## WHAT IS REQUIRED
Go through the records below and restate each one word for word.

## SUPPLIED DATA
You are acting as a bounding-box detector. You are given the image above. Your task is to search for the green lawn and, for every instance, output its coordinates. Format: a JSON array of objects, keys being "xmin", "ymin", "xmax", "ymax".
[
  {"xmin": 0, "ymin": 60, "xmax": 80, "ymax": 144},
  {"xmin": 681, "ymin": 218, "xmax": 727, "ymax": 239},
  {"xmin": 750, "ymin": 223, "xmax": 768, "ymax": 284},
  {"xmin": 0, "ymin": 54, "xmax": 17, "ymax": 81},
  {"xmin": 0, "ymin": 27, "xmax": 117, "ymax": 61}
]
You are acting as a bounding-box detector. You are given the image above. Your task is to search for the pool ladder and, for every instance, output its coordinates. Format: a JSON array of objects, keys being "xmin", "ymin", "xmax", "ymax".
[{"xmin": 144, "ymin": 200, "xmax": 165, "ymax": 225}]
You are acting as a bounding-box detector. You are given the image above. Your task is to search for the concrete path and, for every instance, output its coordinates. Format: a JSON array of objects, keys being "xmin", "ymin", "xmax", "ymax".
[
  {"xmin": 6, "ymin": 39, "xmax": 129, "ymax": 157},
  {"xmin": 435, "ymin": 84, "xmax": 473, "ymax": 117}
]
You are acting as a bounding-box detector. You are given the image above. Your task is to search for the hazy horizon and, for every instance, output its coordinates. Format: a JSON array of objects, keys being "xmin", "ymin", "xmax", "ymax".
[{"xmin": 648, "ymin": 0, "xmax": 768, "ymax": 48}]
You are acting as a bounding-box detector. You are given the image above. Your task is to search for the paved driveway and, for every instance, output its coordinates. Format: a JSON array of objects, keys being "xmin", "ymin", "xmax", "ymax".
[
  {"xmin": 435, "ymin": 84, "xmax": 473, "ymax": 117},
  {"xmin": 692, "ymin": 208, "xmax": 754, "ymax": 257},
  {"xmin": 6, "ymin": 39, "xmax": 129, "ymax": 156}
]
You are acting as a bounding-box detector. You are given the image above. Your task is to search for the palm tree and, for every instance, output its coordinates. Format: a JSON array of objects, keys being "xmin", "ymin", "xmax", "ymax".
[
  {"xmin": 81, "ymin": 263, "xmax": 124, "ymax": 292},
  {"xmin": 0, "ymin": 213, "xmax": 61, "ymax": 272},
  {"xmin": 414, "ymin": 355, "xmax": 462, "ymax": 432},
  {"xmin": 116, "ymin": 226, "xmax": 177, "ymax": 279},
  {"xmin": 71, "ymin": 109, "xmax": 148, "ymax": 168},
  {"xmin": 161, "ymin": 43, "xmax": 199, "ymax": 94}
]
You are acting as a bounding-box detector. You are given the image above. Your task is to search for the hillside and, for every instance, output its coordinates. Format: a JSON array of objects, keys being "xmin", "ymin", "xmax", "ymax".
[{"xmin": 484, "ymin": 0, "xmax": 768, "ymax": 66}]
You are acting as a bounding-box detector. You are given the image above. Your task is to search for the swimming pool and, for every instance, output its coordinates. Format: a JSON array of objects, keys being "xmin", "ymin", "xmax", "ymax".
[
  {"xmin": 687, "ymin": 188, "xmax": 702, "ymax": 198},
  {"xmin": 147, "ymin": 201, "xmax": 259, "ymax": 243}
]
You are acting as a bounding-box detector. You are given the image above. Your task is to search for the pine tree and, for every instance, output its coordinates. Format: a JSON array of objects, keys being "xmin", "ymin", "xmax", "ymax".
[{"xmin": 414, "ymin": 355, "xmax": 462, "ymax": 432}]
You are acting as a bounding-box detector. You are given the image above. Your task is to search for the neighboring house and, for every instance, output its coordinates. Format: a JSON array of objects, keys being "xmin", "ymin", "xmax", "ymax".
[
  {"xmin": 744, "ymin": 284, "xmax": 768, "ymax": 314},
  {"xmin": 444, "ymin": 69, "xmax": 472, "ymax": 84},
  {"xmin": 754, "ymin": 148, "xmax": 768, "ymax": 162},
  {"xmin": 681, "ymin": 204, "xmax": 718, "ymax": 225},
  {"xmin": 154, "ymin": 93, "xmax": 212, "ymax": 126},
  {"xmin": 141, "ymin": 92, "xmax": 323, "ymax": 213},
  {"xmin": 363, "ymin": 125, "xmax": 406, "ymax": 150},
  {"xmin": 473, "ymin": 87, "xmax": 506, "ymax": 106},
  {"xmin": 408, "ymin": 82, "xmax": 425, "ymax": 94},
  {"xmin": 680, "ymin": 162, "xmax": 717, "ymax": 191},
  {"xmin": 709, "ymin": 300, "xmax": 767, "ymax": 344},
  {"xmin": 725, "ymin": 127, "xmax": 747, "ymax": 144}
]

## EXERCISE OUTPUT
You are acting as a bounding-box detector. You are given the image above. Your task is to search for the green lawn and, for every instance, output its coordinates. Format: a JSON array of objects, keys being "xmin", "ymin", "xmax", "ymax".
[
  {"xmin": 0, "ymin": 60, "xmax": 80, "ymax": 144},
  {"xmin": 681, "ymin": 218, "xmax": 727, "ymax": 239},
  {"xmin": 750, "ymin": 223, "xmax": 768, "ymax": 284},
  {"xmin": 0, "ymin": 54, "xmax": 17, "ymax": 81},
  {"xmin": 0, "ymin": 27, "xmax": 117, "ymax": 61}
]
You are acting as a bounding-box detector. You are given the image above. Your task is to search for the pool ladder and, for every instance, output its coordinates. Format: a JSON array of objects, keys being "xmin", "ymin", "xmax", "ymax".
[{"xmin": 144, "ymin": 200, "xmax": 165, "ymax": 225}]
You are acting as a bounding-box detector. You are given the image above. Your task is to search for the concrete path and, for every instance, output its coordinates. Format: a JSON array of objects, keys being "xmin", "ymin", "xmax", "ymax".
[
  {"xmin": 6, "ymin": 39, "xmax": 129, "ymax": 157},
  {"xmin": 435, "ymin": 84, "xmax": 473, "ymax": 117}
]
You are acting as a bounding-box detector. You are given the image above. Your task is to search for the hazy horizon and, for every instance, output its coordinates. Format: a JSON array of objects, keys being "xmin", "ymin", "xmax", "ymax".
[{"xmin": 648, "ymin": 0, "xmax": 768, "ymax": 48}]
You are acting as a bounding-box detector. You are given the image above. Your task is to search for the paved driveway and, for every instance, output its coordinates. Format: a JSON array of objects, keys being "xmin", "ymin", "xmax", "ymax".
[
  {"xmin": 435, "ymin": 84, "xmax": 473, "ymax": 117},
  {"xmin": 692, "ymin": 208, "xmax": 754, "ymax": 257},
  {"xmin": 6, "ymin": 39, "xmax": 129, "ymax": 156}
]
You are acting as a bounding-box detector. You are given the image above. Your task is to search for the palm tree and, for every instance, output its coordinates. Format: a JSON array of objects, keys being "xmin", "ymin", "xmax", "ymax".
[
  {"xmin": 81, "ymin": 263, "xmax": 124, "ymax": 292},
  {"xmin": 0, "ymin": 213, "xmax": 61, "ymax": 272},
  {"xmin": 414, "ymin": 355, "xmax": 462, "ymax": 432},
  {"xmin": 116, "ymin": 226, "xmax": 177, "ymax": 279},
  {"xmin": 71, "ymin": 109, "xmax": 148, "ymax": 168},
  {"xmin": 161, "ymin": 43, "xmax": 199, "ymax": 94}
]
You are acting as a bounding-box detector. You are given the image above. Your task is to search for the hillside and, for every instance, output its coordinates. Format: a JSON array of objects, keys being "xmin", "ymin", "xmax", "ymax".
[{"xmin": 484, "ymin": 0, "xmax": 768, "ymax": 66}]
You are acting as a bounding-box detector. You are given the image above. Your task is to search for the swimming pool and, for every instance, output its coordinates. Format: a JSON array of objects, keys being "xmin", "ymin", "xmax", "ymax".
[
  {"xmin": 687, "ymin": 188, "xmax": 702, "ymax": 198},
  {"xmin": 147, "ymin": 201, "xmax": 259, "ymax": 243}
]
You are acting as a bounding-box detector. You are given the image above. Your task is to search for the pine tree and, for every instance, output its coordinates. Format: a JSON array of objects, keys being "xmin", "ymin", "xmax", "ymax".
[{"xmin": 414, "ymin": 355, "xmax": 462, "ymax": 432}]
You are acting as a bounding-box detector. You are given the image above. Your task is to search for the neighboring house and, for every instance, output its coordinates. Format: a JSON array of objects, keys being "xmin", "ymin", "xmax", "ymax".
[
  {"xmin": 744, "ymin": 284, "xmax": 768, "ymax": 314},
  {"xmin": 444, "ymin": 69, "xmax": 472, "ymax": 84},
  {"xmin": 754, "ymin": 148, "xmax": 768, "ymax": 162},
  {"xmin": 681, "ymin": 204, "xmax": 718, "ymax": 225},
  {"xmin": 154, "ymin": 93, "xmax": 212, "ymax": 126},
  {"xmin": 141, "ymin": 92, "xmax": 323, "ymax": 213},
  {"xmin": 363, "ymin": 125, "xmax": 406, "ymax": 150},
  {"xmin": 473, "ymin": 87, "xmax": 506, "ymax": 106},
  {"xmin": 408, "ymin": 82, "xmax": 425, "ymax": 94},
  {"xmin": 680, "ymin": 162, "xmax": 717, "ymax": 191},
  {"xmin": 709, "ymin": 300, "xmax": 767, "ymax": 344},
  {"xmin": 725, "ymin": 127, "xmax": 747, "ymax": 144}
]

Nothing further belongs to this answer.